### [Things to do]
#1 Write out the passage on garbage collection and resource leaks word for word, from "In these cases, these" to "could be included.".
#2 Pick up the passage on garbage collection and resource leaks where it stops and keep writing it.

** Passage for review follows **

A common scenario we've encountered with GC is that it's hard to avoid resource leaks with it.

Now this might confuse some people and seem paradoxical as to how garbage collection combined with less-than-ideal team practices can lead to leaky software, but the non-trivial management of resources in a software lie not with resources tied to a limited scope, but the persistent ones that linger around.

Complex Resource Management

An example of such complexity is a scene graph in a 3D software with millions of lines of code and thousands of objects and classes interacting with each other through events.

In these cases, these persistent objects often store handles/references to resources in the system, perhaps other objects living in the persistent scene graph. In such scenarios, you can have a central resource, R, like a complex 3D model that takes hundreds of megabytes of RAM, being accessed by many different parts of the scene and the user interface. For example, both a camera and light object might store a list of references to objects to exclude from the camera view and lighting system, of which such complex 3D models could be included.

In these cases, and in a team environment, it is not too uncommon for 3 separate developers to write code that stores persistent handles/references to R in dozens of different places in code. When the user removes R, all of these places should release the handle/reference.

** End of Passage for review **
** Dataset follows **

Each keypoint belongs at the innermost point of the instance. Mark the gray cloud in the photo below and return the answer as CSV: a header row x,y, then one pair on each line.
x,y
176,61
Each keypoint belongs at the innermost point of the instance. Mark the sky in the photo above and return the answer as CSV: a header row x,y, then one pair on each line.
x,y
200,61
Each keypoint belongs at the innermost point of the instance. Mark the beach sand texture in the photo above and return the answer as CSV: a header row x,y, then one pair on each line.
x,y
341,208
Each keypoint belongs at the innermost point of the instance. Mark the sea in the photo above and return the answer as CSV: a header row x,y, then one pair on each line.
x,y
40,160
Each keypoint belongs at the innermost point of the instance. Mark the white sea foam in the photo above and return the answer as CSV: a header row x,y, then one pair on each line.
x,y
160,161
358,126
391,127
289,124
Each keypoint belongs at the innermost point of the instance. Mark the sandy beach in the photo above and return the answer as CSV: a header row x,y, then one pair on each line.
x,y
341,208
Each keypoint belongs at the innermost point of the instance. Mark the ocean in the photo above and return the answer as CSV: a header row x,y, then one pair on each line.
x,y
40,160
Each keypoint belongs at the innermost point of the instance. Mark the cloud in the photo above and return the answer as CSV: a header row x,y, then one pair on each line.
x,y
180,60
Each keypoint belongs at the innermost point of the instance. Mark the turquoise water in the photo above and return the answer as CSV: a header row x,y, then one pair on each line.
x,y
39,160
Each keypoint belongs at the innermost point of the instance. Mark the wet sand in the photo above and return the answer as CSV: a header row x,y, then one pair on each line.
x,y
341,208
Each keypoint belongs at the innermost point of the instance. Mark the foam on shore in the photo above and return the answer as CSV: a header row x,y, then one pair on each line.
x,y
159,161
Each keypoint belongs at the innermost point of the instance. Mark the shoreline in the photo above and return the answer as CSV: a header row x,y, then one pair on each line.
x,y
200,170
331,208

** End of Dataset **

### [Task responses]
#1
In these cases, these persistent objects often store handles/references to resources in the system, perhaps other objects living in the persistent scene graph. In such scenarios, you can have a central resource, R, like a complex 3D model that takes hundreds of megabytes of RAM, being accessed by many different parts of the scene and the user interface. For example, both a camera and light object might store a list of references to objects to exclude from the camera view and lighting system, of which such complex 3D models could be included.

#2
Without garbage collection, if one of them fail to do so (perhaps he/she was having a bad day, is one of the less experienced developers, was in a high-pressure deadline crunch with looser testing and review standards, whatever the reason), a dangling pointer/handle/reference is left. Accessing it will crash the application with a segfault. Tracing such a segfault with a debugger will often immediately reveal where and why it happened.

With garbage collection, nothing obvious may happen except that running the software for longer periods of time continue to leak more and more resources. Because one of these places forgot to release the reference, permanently extending its lifetime, and continue using it in a valid, non-destroyed state, the software may not only continue to rise in memory usage but also get slower and slower the longer you run it processing hidden objects that are no longer visible to users.

To Crash or Not to Crash

In these types of cases, sometimes the obvious and glaring crash resulting from this mistake that can be immediately caught and handled during testing is actually preferable to a silent and very difficult-to-spot resource leak that could be a nightmare to trace down and may never be fixed.

So if you are working on such a project where an immediately obvious and correctable crash during testing might actually be preferable to a leaky software that often flies under the testing radar with such mistakes, garbage collection, unless it is combined with very careful coding standards and an awareness among every team member to watch out for its pitfalls (the need for weak or phantom references, e.g.), can actually do more harm than good. To me, garbage collection works best with much smaller, tighter teams and projects with actually a higher, not lower level of expertise in state/resource management, or ones where such resource leaks aren't anywhere near as bad as crashing.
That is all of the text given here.